#### DIRECTION
Reproduce each line of the listing exactly.
::::::
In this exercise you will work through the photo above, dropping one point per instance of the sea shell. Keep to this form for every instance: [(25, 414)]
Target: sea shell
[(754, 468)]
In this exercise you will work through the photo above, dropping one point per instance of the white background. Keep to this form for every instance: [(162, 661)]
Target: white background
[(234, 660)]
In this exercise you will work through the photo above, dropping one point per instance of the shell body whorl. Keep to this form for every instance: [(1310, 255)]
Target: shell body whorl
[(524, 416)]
::::::
#### WRITTEN SOLUTION
In this exercise you will work through the photo above, dropping one point per instance of the sea shell. Keep to this form for every instance: [(25, 414)]
Target: sea shell
[(754, 468)]
In this exercise you will work through the photo above, dropping one point per instance of the white background. Keep to this form for every instance: [(162, 661)]
Target: white background
[(234, 660)]
In this exercise you will work through the photo above, dropping one point per instance of the shell body whorl. Keep to this form for every instance: [(1310, 255)]
Target: shell body whorl
[(524, 416)]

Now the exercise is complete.